# EXERCISE:
Print the stretch of the Amazon reviews analysis text from "This project performs" through "discounting, and ratings.", word for word.

# TEXT TO READ:

▽

📊 Amazon Product Reviews - Exploratory Data Analysis (EDA)

📌 Overview

This project performs Exploratory Data Analysis (EDA) on an Amazon product dataset.
The dataset contains product details, prices, discounts, ratings, reviews, and user information.

The goal of this analysis is to:

Understand the structure and quality of the dataset.
Identify trends in pricing, discounting, and ratings.
Explore customer review patterns.
Detect potential issues like missing values, duplicates, or imbalances.

🗂️ Dataset Description

The dataset includes the following key columns:

Column	Description
`product_id`	Unique identifier for each product
`product_name`	Name/description of the product
`category`	Product category (e.g., Electronics, Accessories)
`discounted_price`	Selling price after discount
`actual_price`	Original price before discount
`discount_percentage`	Percentage discount offered
`rating`	Customer rating (out of 5)
`rating_count`	Number of ratings
`about_product`	Short description/features
`user_id`	Unique ID of reviewer
`user_name`	Name of reviewer
`review_id`	Unique ID of review
`review_title`	Title of review
`review_content`	Full review text
`img_link`	Product image link
`product_link`	Product page link

🔍 Steps in EDA

1. Data Inspection

Used .info() to check data types, null values, and dataset size.

△

# DATA ENTRIES:

▽

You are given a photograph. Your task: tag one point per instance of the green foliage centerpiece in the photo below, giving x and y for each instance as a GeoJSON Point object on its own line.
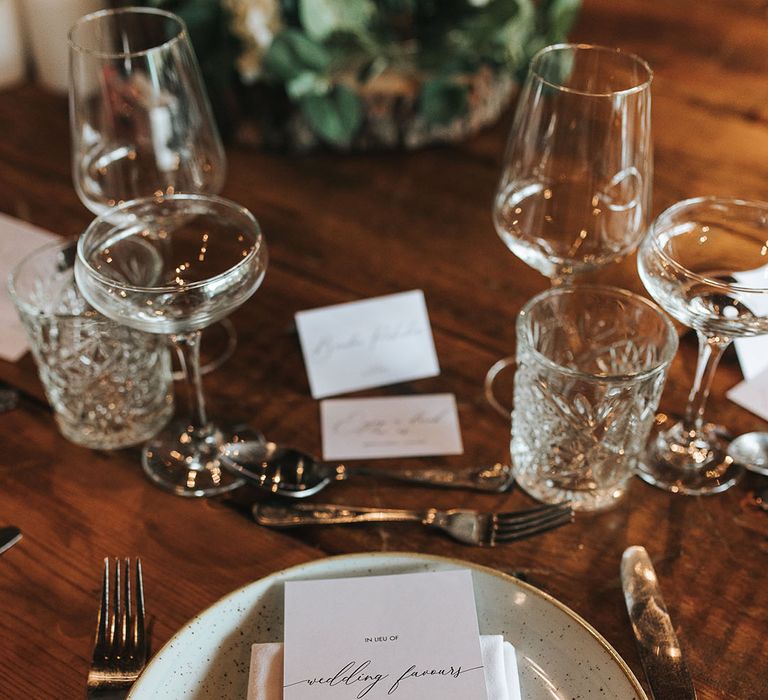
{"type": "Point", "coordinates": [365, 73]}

△
▽

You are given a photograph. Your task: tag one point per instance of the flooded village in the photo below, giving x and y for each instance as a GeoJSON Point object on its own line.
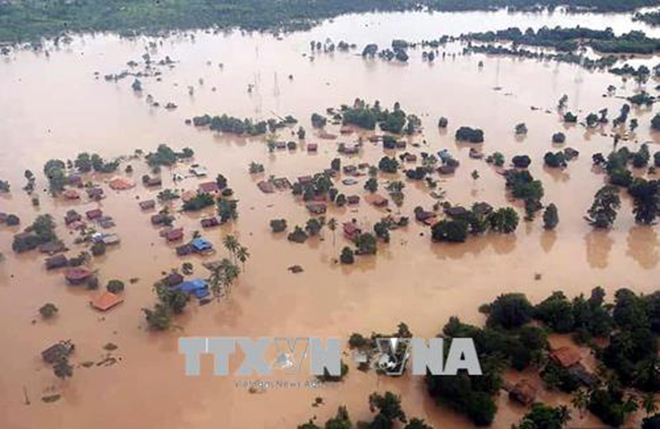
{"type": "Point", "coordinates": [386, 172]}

△

# TASK OUTPUT:
This project performs Exploratory Data Analysis (EDA) on an Amazon product dataset.
The dataset contains product details, prices, discounts, ratings, reviews, and user information.

The goal of this analysis is to:

Understand the structure and quality of the dataset.
Identify trends in pricing, discounting, and ratings.